> [Enunciado 1]: No excerto sobre a morte, que expressão é usada para designar as despedidas silenciosas e as dores que tentamos camuflar?
> [Enunciado 2]: Por favor, prossiga o excerto sobre a morte a partir da última frase.

> [Excerto]:
╔══
PUB

Já encarei a morte de diversas formas. Era capaz de jurar que já a senti demasiado perto de mim. Tão perto que o seu cheiro era assustadoramente encantador, com um poder hipnótico, quase sedutor. Ela nem precisava de provocar nada. Bastaria abrir a porta para o abismo. O resto seria comigo.

Mas a sua presença já não me assusta, porque finalmente percebi que morrer, independentemente do que isso possa significar, nem sempre é um evento final. Às vezes, é uma sucessão de despedidas silenciosas, partidas que ninguém vê e dores que tentamos camuflar. São aquilo a que costumo chamar de “funerais sem caixão”.

PUB

(Uau. A palavra caixão depositou neste momento um peso que não estava à espera.)

Ao longo da nossa vida, vamos morrendo um pouco de cada vez. E não falo da explicação óbvia de que estamos a envelhecer. Não. Falo de morrer um pouco sempre que um sonho se desfaz, sempre que alguém nos chama por um nome que já não nos serve, sempre que uma hipótese de amor que prometia florescer se transforma apenas num número guardado no telemóvel. Aquele número que já não temos coragem de apagar, mas que também nunca mais vamos ligar.
╚══
> [Dados extraídos]:
╔══
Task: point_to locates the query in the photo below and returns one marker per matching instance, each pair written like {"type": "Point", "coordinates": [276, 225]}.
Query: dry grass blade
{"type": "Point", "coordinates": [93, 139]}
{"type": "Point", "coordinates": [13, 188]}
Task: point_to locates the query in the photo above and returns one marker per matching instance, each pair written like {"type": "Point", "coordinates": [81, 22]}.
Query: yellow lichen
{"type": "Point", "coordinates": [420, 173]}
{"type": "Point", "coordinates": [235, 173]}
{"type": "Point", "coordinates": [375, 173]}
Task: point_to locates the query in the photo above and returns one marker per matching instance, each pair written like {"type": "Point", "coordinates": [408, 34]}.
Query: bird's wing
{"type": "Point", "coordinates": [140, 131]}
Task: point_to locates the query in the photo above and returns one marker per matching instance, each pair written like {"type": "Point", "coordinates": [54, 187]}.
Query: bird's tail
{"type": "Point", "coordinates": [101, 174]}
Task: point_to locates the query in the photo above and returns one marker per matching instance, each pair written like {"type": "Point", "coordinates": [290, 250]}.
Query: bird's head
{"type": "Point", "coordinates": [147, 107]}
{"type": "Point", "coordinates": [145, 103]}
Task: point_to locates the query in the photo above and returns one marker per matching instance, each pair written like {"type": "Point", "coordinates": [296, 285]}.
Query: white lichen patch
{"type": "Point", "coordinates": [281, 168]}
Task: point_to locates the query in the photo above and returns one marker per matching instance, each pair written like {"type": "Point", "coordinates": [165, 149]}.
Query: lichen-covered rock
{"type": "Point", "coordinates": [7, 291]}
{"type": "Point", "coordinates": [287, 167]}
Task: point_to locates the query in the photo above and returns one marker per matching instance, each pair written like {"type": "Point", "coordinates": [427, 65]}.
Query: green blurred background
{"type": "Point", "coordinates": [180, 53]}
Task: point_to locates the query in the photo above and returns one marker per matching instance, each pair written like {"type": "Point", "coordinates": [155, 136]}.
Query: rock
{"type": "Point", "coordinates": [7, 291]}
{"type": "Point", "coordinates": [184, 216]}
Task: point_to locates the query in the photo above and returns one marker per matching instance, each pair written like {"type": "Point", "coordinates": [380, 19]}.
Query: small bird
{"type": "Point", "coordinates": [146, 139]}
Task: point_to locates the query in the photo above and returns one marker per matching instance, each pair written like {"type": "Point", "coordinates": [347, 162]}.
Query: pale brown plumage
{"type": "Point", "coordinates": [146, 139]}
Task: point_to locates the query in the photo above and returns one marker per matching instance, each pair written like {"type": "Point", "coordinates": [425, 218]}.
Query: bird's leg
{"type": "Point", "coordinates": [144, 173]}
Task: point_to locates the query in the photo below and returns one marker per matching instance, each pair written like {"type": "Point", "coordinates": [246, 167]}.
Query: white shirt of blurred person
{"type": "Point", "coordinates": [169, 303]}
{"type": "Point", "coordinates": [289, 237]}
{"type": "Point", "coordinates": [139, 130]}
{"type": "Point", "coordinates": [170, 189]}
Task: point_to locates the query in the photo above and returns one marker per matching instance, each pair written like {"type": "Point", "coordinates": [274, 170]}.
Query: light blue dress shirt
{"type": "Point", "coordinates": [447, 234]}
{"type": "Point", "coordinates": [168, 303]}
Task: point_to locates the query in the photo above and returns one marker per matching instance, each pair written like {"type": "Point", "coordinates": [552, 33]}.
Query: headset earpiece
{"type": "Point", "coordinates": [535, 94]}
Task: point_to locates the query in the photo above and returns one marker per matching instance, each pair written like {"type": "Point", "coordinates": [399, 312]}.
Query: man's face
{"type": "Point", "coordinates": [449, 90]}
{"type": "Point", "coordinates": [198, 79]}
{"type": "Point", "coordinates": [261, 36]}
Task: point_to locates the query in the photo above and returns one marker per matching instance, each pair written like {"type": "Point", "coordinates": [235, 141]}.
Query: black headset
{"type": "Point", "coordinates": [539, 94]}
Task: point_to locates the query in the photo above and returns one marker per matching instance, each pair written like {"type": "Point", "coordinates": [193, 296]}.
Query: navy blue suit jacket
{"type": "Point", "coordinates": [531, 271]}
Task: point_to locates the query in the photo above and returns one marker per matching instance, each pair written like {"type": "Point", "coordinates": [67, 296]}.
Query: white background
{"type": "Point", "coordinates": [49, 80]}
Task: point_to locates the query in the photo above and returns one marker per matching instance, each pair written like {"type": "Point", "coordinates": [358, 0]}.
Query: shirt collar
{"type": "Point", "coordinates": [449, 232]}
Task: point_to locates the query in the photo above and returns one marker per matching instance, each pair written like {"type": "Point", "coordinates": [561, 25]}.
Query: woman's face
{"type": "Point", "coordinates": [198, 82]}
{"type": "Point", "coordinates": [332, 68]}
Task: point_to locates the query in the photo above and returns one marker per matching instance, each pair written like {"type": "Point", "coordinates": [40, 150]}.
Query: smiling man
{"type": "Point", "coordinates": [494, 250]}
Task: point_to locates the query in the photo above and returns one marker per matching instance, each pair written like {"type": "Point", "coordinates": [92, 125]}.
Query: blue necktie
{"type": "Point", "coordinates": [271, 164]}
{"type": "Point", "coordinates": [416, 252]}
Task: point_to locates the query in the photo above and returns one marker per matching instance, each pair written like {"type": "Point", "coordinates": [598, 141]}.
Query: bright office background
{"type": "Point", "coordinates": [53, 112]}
╚══
> [Resposta ao exercício 1]: Funerais sem caixão.

> [Resposta ao exercício 2]:
Morremos ainda mais quando entramos num quarto onde já fomos felizes e sentimos que a felicidade ali ficou presa numa versão antiga de nós. Ou quando olhamos ao espelho e percebemos que os nossos olhos já não brilham com a mesma intensidade, que há uma ruga nova e uma expressão de cansaço que antes se disfarçava com um simples sorriso e, talvez, um pouco de corretor de olheiras. Morremos com mais profundidade quando nos damos conta de que, afinal, não temos casa para voltar, porque a casa nunca foi um lugar, mas sim um tempo.

A vida é uma fábrica de abandonos. Vamos arrancando pedaços de nós pelo caminho como quem vai perdendo objetos sem notar. Uma camisola esquecida num quarto de hotel, uma carta nunca enviada, uma gargalhada que já não sabemos dar. Mas somos seres fantásticos e otimistas, porque, no início, tentamos os três famosos R’s: regressar, recuperar e remendar. Até que há um momento em que simplesmente seguimos sem olhar para trás.

E essa é a parte da vida de que ninguém fala: morrer dói, mas renascer? É uma mutilação lenta, um processo quase demoníaco de desapego forçado. Seremos sempre a soma de tudo o que já fomos e a subtração de tudo o que deixámos de ser.

E, talvez, a maturidade seja esta verdade irónica: aprender a enterrar-nos vezes sem conta e, ainda assim, ter coragem de acordar para mais um dia.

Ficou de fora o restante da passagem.